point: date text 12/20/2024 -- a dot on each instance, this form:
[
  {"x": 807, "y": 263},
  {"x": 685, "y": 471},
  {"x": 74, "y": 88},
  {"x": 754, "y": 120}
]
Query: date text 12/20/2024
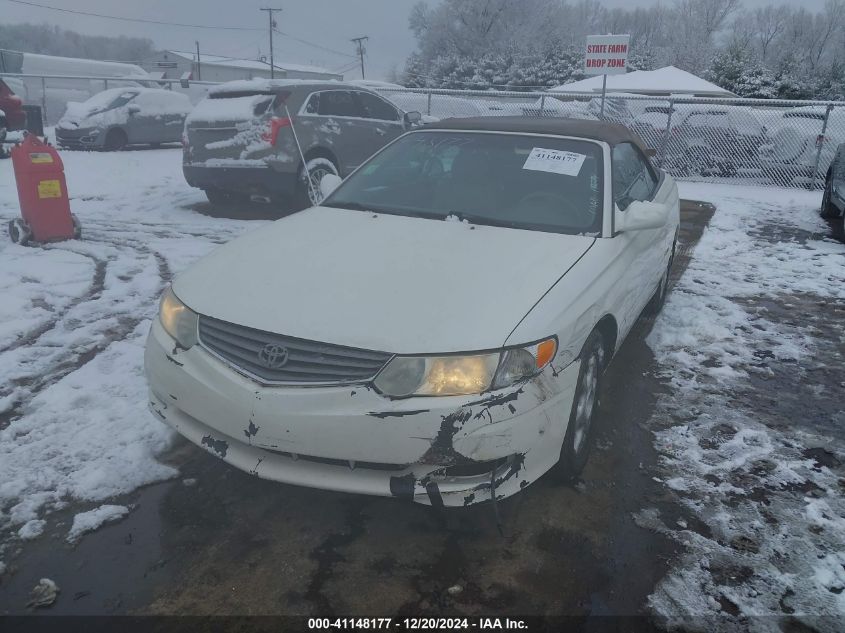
[{"x": 417, "y": 624}]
• • • • • • •
### WHAT YOU HAVE TO DO
Reproduce the lines above word for word, leaving out the pictures.

### FINAL RESULT
point: date text 12/20/2024 -- a dot on each instance, this form:
[
  {"x": 807, "y": 263},
  {"x": 685, "y": 471},
  {"x": 74, "y": 88},
  {"x": 754, "y": 120}
]
Query: date text 12/20/2024
[{"x": 417, "y": 624}]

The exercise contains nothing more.